This -- as I've repeatedly said, in the past -- the bust-up play -- is perhaps all that will ever become of Schering.

I think both JNJ and MRK are too smart to take on the manifold packets of woe Hassan and Cox have created here.

Later today, I'll report on the revival of a securities fraud suit at old Pharmacia (now Pfizer) -- when, as banditos, Cox and Hassan allegedly buried unfavorable study results to
juice the stock price. It looks like much the same drill as ALLEGEDLY occured with ENHANCE in 2007-2008.

But time will tell.

Anonymous said...

nicely put and I think you're right.


Nathan said...

Funny that you are all to quick to point out bad news about Schering -- but you've been completely silent over the last 24-36 hours as thier stock price has shot up over 10% and analysts have repeatedly claims that Schering is a prime takeover target...

Anonymous said...

a question to Nathan-

how is it good news for S/P for a merger?

The layoffs/downsizing would only complicate life for many at S/P.

Nathan said...

The good news is that the stock price is up and that revenue beat analyst expectations.

An aquisition is not good news for employees, but it certainly is different than what Condor thinks will happen. I have yet to witness any big-pharma bust-ups, as he proposes. It just doesn't happen...

Anonymous said...


So, you're just interested in seeing the stock go up?

Nice, so you really don't care about the company just the $ you can make at the expense of the employees of S/P. Just like Fred and Carrie.

Makes someone wonder if you're one of the EMT at S/P.

Nathan said...

> Problem description: Could you output the part of the Schering discussion that opens with the words containing "Funny that you" and closes with "prime takeover target...", copied word for word?

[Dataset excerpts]
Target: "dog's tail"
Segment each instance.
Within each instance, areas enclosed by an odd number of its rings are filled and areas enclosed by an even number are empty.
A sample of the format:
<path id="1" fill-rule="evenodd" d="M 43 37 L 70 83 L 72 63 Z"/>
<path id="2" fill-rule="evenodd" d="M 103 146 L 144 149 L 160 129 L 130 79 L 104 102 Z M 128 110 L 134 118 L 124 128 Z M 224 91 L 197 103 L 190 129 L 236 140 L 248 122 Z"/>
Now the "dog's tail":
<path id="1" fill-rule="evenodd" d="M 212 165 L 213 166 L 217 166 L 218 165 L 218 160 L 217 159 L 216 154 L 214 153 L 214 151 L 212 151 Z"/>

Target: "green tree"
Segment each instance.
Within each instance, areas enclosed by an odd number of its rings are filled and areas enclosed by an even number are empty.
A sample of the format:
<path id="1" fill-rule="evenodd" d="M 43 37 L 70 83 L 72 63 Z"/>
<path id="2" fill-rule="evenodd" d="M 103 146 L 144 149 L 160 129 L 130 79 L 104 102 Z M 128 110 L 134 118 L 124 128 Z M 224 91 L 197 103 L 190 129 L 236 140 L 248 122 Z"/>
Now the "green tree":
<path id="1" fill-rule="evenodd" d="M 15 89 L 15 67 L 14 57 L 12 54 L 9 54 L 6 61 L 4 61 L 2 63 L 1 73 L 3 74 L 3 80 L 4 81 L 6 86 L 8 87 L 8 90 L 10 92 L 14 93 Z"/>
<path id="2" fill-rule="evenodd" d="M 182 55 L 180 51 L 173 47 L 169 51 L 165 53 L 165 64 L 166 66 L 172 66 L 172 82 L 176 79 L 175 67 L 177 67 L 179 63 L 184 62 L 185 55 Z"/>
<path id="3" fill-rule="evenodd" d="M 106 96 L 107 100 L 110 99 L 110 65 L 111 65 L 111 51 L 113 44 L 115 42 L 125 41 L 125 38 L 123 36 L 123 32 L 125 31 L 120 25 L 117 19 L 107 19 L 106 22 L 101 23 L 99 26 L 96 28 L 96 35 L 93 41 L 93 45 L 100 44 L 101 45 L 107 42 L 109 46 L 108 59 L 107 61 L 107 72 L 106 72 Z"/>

> Exercise solution:
Funny that you are all to quick to point out bad news about Schering -- but you've been completely silent over the last 24-36 hours as thier stock price has shot up over 10% and analysts have repeatedly claims that Schering is a prime takeover target...